* START Data supplied *
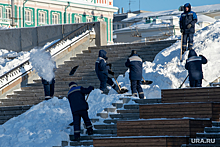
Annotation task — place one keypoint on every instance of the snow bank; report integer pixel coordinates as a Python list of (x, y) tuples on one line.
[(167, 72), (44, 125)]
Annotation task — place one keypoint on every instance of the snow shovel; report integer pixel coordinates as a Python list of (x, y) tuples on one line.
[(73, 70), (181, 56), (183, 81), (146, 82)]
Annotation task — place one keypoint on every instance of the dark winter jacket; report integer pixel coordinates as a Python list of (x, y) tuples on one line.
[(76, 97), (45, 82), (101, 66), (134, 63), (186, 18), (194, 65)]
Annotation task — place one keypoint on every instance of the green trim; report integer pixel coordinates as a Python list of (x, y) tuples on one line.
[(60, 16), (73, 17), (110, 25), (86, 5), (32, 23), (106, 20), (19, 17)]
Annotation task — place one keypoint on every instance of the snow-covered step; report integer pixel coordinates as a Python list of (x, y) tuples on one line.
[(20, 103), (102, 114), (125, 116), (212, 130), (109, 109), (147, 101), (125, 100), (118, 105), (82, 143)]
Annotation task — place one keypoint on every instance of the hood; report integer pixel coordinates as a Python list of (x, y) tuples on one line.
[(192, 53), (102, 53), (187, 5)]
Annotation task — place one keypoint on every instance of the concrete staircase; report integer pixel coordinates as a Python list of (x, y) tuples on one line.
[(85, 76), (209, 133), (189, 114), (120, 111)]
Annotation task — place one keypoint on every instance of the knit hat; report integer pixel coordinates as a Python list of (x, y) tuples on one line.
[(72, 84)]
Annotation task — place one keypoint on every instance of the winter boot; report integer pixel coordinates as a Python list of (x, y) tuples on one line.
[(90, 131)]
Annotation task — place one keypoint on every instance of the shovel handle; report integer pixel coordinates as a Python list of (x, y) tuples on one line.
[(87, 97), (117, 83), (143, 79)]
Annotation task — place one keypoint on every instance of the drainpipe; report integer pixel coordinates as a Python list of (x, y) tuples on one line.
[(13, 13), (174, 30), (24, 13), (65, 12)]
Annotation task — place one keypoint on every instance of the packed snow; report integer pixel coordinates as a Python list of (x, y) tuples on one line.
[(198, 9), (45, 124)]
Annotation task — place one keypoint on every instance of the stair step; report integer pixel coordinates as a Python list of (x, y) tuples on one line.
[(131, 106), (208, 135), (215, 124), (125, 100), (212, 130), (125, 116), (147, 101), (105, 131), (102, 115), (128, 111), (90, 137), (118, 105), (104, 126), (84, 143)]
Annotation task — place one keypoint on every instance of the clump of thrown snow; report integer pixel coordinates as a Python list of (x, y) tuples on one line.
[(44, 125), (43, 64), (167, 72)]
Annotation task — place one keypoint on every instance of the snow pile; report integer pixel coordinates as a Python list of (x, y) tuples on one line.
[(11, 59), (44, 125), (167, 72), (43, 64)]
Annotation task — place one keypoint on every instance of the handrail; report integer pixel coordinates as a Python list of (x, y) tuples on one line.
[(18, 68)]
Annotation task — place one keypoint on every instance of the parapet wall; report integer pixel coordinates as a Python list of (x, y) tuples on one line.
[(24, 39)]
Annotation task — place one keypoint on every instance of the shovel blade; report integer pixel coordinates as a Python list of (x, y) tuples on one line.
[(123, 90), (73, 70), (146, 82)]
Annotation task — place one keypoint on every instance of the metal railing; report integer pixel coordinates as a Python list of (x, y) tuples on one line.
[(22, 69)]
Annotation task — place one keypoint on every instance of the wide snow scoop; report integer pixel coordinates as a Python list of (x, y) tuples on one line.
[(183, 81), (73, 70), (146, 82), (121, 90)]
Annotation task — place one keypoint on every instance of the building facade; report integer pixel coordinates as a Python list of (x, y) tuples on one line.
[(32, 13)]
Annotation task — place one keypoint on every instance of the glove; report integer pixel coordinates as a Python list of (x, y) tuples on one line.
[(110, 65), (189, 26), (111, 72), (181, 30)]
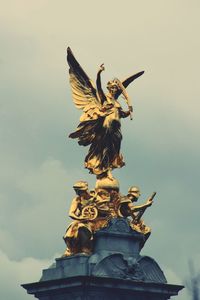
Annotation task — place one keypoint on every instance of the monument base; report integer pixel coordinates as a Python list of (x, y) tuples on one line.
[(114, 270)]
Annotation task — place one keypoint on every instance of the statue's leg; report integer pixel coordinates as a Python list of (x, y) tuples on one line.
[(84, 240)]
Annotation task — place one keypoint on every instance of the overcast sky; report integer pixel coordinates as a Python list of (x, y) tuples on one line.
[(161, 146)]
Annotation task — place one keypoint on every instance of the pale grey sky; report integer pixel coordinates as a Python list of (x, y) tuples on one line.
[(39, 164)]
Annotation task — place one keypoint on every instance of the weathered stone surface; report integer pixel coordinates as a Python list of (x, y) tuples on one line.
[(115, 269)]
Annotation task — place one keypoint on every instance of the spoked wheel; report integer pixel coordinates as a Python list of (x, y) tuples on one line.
* END Data supplied *
Extract every line of text from all the records above word for word, and leave the pictures out of your answer.

■ Output of the task
Annotation task — place one keypoint on every instance of the snow bank; report integer pixel coordinates as a Python list of (x, y) tuples on one line.
[(167, 72), (44, 125)]
Annotation task — place one keypoint on every instance of the snow shovel; report integer pixel coordinates as a Python list of (x, y) tuples on one line.
[(73, 70), (181, 56), (183, 81), (146, 82)]
Annotation task — place one keypoint on every instance of the dark winter jacket; report integer pixel coordinates as a Python list of (x, y) tuples on one line.
[(76, 97), (45, 82), (101, 66), (134, 63), (186, 18), (194, 65)]
Annotation task — place one keypoint on every instance of the green trim; report integer pixel coordinates as a Python list of (x, y) tuples on one line.
[(60, 16), (73, 17), (110, 25), (86, 5), (32, 23), (106, 20), (19, 17)]
Annotation task — place one keypoint on every instance of the snow-covered step; report integer pixel coordinates as a Python list of (x, y) tuples on one line.
[(20, 103), (102, 114), (125, 116), (212, 130), (109, 109), (147, 101), (125, 100), (118, 105), (82, 143)]
Annotation task — place one keypoint on every instance of the hood; report integer pixel coordinates as a Python list of (x, y) tuples on one line.
[(192, 53), (102, 53), (187, 5)]
Annotation task — place one keypoint on every instance of the concrete staircase; report integer pixel coordinates as a Python list of (x, y) tuples on one line.
[(85, 76), (209, 133), (189, 114), (120, 111)]
Annotation task — place one keypoint on every instance of the knit hat; report integer pixel coordinates as a Python list of (x, y) tuples on one line.
[(72, 84)]
Annotation task — place one keypoint on every instance of the winter boot; report integer pixel coordinates as a Python list of (x, y) tuples on one line.
[(90, 131)]
Annotation task — place one keypoint on every instance of the shovel handle; report integer pixel coordinates as a Python list of (x, y) tuples on one line.
[(87, 97), (117, 83), (143, 79)]
Annotation task — place one keypoint on every instance of the drainpipe; report integer pixel coordinates as a Python list of (x, y) tuples on one line.
[(13, 13), (174, 30), (24, 13), (65, 12)]
Annotation task — place one keypoint on every instance of the packed snow; report integer pixel coordinates as a Python list of (x, y) tuples on one line.
[(198, 9), (45, 124)]
Annotation task — place one keypoint on every instance of the stair step; report integer pixel coordinates as a Python list of (x, y) tuples on one line.
[(131, 106), (208, 135), (215, 124), (125, 100), (212, 130), (125, 116), (147, 101), (105, 131), (102, 115), (128, 111), (90, 137), (118, 105), (104, 126), (84, 143)]
Annotation task — place one keypoint on every instance of the clump of thrown snow; report integer pixel coordinates as a Python list of (x, y) tuples on one line.
[(44, 125), (43, 64), (167, 72)]
Annotation task — place one keypoint on every instance of the snow pile; report integer pixel coordinates as a Python list of (x, y) tuples on one line.
[(11, 59), (44, 125), (167, 72), (43, 64)]
Annotation task — place one keypoint on every instance of the handrail; report integer pixel coordinates as a Python list of (x, y) tuples on one line.
[(18, 68)]
Annotation task — place one keypoint on every instance of the parapet wall; report integer pixel coordinates as a Python list of (x, y) tuples on one line.
[(24, 39)]
Annotation task — place one keypoint on every instance of the shovel blade; report integer pixel coordinates as a Python list of (x, y) tuples on one line.
[(123, 90), (73, 70), (146, 82)]
Annotation task — place one keypoint on every instance of the metal railing; report integer pixel coordinates as a Python list of (x, y) tuples on one line.
[(22, 69)]
Annotation task — place one keypoint on every instance of the wide snow scoop; report integer pixel coordinates as a Python list of (x, y) tuples on one line.
[(183, 81), (73, 70), (146, 82), (121, 90)]
Annotation task — place one keypoint on every instance of the building facade; report integer pixel coordinates as a Python list of (x, y) tuples on one line.
[(32, 13)]
Annotation task — place one keypoint on every instance of the glove; report integer pixel coordinates as a Python list of (x, y) tuples on one line.
[(110, 65), (189, 26), (111, 72), (181, 30)]
Annotation task — place one keypoint on every instance of the monument base; report integer pixel coordinates as a Python list of (x, y) tuples on one line.
[(114, 270)]
Annotation task — place one keypoint on every instance of the statue's leg; report integer pixel coordinates as a Python list of (x, y) tuples on one line.
[(84, 240)]
Annotation task — place one keypoint on every instance of the overcast sky; report integer pixel coordinates as a Python list of (x, y) tuples on one line.
[(161, 146)]
Annotation task — place one keypoint on every instance of the pale grey sky; report integer pixel coordinates as a Python list of (x, y) tuples on one line.
[(39, 164)]
Annotation task — place one keypoint on every instance of the weathered stone surface; report integer pixel coordinates as a Python list of (x, y) tuples on one line.
[(115, 269)]
Annotation task — place one keypoint on every instance of the spoked wheel; report integer pixel coordinates as a Python list of (x, y) tuples on one line.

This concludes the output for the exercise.